## Short problem:
Write out the complete material exactly as it stands.

## Records supplied:
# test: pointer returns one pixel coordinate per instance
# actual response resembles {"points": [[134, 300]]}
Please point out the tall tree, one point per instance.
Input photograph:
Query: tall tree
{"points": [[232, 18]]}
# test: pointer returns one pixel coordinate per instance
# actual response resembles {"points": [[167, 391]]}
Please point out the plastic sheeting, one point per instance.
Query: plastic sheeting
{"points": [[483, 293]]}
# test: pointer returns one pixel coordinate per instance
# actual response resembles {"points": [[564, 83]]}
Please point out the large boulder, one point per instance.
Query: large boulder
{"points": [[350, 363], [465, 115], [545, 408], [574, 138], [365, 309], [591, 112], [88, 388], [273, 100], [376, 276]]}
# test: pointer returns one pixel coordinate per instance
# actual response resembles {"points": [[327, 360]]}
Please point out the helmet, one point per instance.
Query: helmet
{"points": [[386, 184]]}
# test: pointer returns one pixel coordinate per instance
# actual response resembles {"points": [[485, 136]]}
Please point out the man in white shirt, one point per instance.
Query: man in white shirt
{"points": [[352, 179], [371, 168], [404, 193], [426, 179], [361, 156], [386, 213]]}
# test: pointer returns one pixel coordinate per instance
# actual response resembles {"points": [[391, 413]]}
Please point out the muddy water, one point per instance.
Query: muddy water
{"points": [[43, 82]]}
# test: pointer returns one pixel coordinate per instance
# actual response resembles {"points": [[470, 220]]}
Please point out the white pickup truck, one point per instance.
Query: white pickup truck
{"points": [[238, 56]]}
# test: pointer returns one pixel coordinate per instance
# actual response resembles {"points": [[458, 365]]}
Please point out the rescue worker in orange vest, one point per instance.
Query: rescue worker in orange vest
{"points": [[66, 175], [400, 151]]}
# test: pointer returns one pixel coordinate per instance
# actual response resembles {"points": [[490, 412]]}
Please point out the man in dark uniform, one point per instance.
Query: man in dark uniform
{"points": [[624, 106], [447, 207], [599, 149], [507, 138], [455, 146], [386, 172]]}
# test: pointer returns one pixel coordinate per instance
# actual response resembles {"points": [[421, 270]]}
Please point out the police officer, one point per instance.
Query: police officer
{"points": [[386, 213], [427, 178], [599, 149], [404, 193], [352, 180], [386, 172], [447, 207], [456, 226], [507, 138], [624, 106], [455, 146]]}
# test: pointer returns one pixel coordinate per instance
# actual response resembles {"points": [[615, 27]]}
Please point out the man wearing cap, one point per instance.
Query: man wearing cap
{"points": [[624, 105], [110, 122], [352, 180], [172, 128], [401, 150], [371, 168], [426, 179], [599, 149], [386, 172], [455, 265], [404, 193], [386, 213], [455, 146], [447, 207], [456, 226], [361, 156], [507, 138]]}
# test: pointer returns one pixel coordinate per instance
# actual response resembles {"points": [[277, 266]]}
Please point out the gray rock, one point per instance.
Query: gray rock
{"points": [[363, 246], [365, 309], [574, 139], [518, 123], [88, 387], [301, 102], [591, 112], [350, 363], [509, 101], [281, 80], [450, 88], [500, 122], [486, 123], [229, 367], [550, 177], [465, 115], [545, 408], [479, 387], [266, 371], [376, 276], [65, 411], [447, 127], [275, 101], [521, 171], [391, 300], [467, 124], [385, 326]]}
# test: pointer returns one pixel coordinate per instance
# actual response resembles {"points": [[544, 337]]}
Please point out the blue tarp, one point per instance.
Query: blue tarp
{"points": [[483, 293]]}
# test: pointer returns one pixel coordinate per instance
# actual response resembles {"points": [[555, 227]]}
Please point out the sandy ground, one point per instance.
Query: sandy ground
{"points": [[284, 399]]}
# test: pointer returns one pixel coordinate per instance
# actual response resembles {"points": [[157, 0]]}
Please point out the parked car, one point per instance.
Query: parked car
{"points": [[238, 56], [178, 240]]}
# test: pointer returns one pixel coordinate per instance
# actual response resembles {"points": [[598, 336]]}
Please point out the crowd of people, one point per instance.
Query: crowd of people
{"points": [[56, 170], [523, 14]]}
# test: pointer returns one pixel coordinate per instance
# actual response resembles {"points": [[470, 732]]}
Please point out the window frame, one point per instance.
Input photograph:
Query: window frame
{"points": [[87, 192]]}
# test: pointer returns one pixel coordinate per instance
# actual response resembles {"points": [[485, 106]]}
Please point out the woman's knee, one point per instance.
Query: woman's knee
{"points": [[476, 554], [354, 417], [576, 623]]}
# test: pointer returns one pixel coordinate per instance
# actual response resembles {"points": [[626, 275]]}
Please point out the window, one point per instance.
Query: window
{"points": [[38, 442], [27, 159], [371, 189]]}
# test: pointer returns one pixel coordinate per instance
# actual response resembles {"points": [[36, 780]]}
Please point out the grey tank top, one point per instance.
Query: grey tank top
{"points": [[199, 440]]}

## Solution to this task:
# test: pointer returns one pixel coordinate per instance
# actual response resembles {"points": [[134, 300]]}
Please point out the tall tree, one point per instance.
Input photograph:
Query: tall tree
{"points": [[232, 18]]}
# test: pointer returns one pixel coordinate per instance
# actual response resembles {"points": [[167, 391]]}
Please point out the plastic sheeting, one point per instance.
Query: plastic sheeting
{"points": [[483, 293]]}
# test: pointer returns one pixel coordinate per instance
# actual response resembles {"points": [[564, 83]]}
Please point out the large boulder, one point per instance.
Query: large boulder
{"points": [[350, 363], [465, 115], [545, 408], [574, 138], [365, 309], [591, 112], [88, 388], [273, 100], [376, 276]]}
# test: pointer returns one pixel coordinate per instance
# actual response resembles {"points": [[327, 360]]}
Please point out the helmet, one point per instance.
Query: helmet
{"points": [[386, 184]]}
# test: pointer returns one pixel coordinate per instance
# actual response resembles {"points": [[485, 136]]}
Please point out the man in white shirt, one point per instance.
Query: man in white shirt
{"points": [[352, 179], [371, 168], [404, 193], [426, 179], [361, 156], [386, 213]]}
# test: pointer returns one pixel coordinate per instance
# actual response resembles {"points": [[391, 413]]}
Please point out the muddy water, one point per instance.
Query: muddy water
{"points": [[43, 82]]}
# test: pointer returns one pixel coordinate per instance
# actual response resembles {"points": [[470, 220]]}
Please point out the white pickup truck, one point per instance.
Query: white pickup truck
{"points": [[238, 56]]}
# test: pointer returns one pixel coordinate per instance
# actual response resembles {"points": [[458, 365]]}
Please point out the rescue worker in orange vest, one point per instance.
Query: rescue worker in orange vest
{"points": [[66, 175], [400, 151]]}
# test: pointer returns one pixel coordinate per instance
# actual response resembles {"points": [[490, 412]]}
Please point out the man in dark uniform, one point per instance.
Query: man in dark uniform
{"points": [[624, 106], [447, 207], [599, 149], [507, 138], [455, 146], [386, 172]]}
# test: pointer returns one pixel coordinate per instance
# actual response resembles {"points": [[421, 270]]}
Please point out the police officer, one point per instance.
Query: police officer
{"points": [[386, 213], [427, 178], [599, 149], [404, 193], [352, 180], [386, 172], [447, 207], [456, 226], [507, 138], [624, 106], [455, 146]]}
# test: pointer returns one pixel coordinate per instance
# actual response resembles {"points": [[615, 27]]}
Please point out the man wearing cap, one point per instance.
Query: man wearing cap
{"points": [[624, 105], [110, 122], [352, 180], [172, 128], [401, 150], [371, 168], [426, 179], [599, 149], [386, 172], [455, 265], [404, 193], [386, 213], [455, 146], [447, 207], [456, 226], [361, 156], [507, 138]]}
# test: pointer returns one pixel coordinate per instance
# actual response resembles {"points": [[277, 266]]}
Please point out the gray rock, one point per instance.
Query: gray rock
{"points": [[363, 246], [365, 309], [574, 139], [518, 123], [88, 387], [301, 102], [591, 112], [350, 363], [509, 101], [281, 80], [450, 88], [500, 122], [486, 123], [229, 367], [550, 177], [465, 115], [545, 408], [479, 387], [266, 371], [376, 276], [65, 411], [447, 127], [275, 101], [521, 171], [391, 300], [467, 124], [385, 326]]}
# test: pointer returns one pixel coordinate per instance
# actual response resembles {"points": [[544, 337]]}
Please point out the blue tarp, one point per instance.
Query: blue tarp
{"points": [[483, 293]]}
# test: pointer returns one pixel coordinate per instance
# actual response resembles {"points": [[555, 227]]}
Please point out the sandy ground, one point per instance.
Query: sandy ground
{"points": [[284, 399]]}
# test: pointer returns one pixel coordinate per instance
# actual response resembles {"points": [[157, 0]]}
Please point out the parked car, one point per instance.
Query: parked car
{"points": [[238, 56], [178, 240]]}
# test: pointer returns one pixel coordinate per instance
# actual response resembles {"points": [[598, 336]]}
Please point out the crowd of people, one point per instance.
Query: crowd of people
{"points": [[56, 170], [523, 14]]}
# test: pointer returns one pixel coordinate per instance
# actual response resembles {"points": [[470, 732]]}
Please point out the window frame, one point per instance.
Input photograph:
Query: window frame
{"points": [[87, 192]]}
# test: pointer returns one pixel coordinate per instance
# actual response resembles {"points": [[485, 106]]}
Please point out the woman's knee, one point per instance.
Query: woman's knee
{"points": [[476, 554], [354, 417], [576, 623]]}
# test: pointer returns one pixel coordinate per instance
# actual response resembles {"points": [[626, 275]]}
Please point out the window, one point per instance.
Query: window
{"points": [[38, 442], [27, 159], [371, 189]]}
# test: pointer returns one pixel coordinate per instance
# actual response resembles {"points": [[36, 780]]}
Please point out the grey tank top, one point per instance.
Query: grey tank top
{"points": [[199, 440]]}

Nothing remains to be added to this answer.